Records from a data collection
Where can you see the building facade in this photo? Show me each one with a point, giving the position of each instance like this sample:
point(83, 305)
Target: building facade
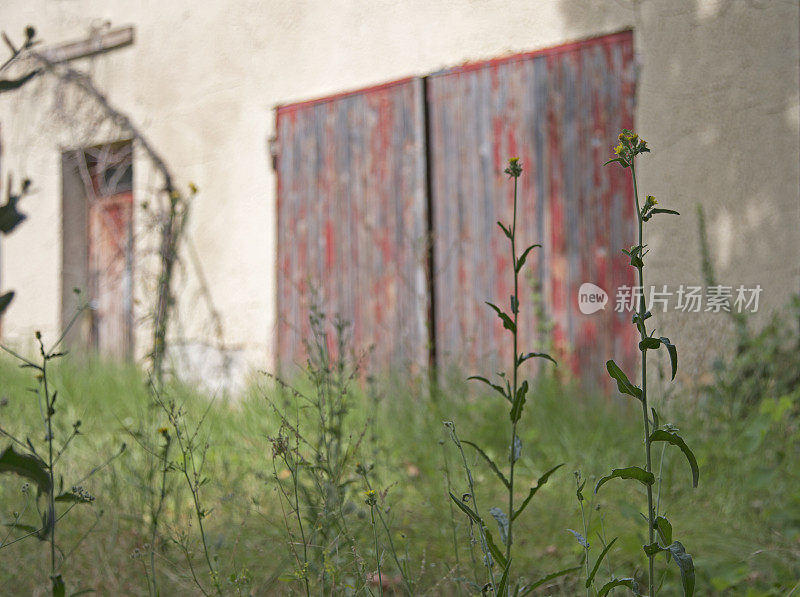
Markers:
point(357, 148)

Exercise prompt:
Rewrite the lines of the records above as a Markdown table with the columns Row and Line, putting one line in each row and leaving out blank lines and the pictures.

Problem solution:
| Row | Line |
|---|---|
| 1 | Where can you see the building facade in this photo? Show me each one with a point, giving the position of each instance like this sample: |
| 2 | point(83, 305) |
| 3 | Target: building facade |
| 4 | Markers: |
| 5 | point(357, 148) |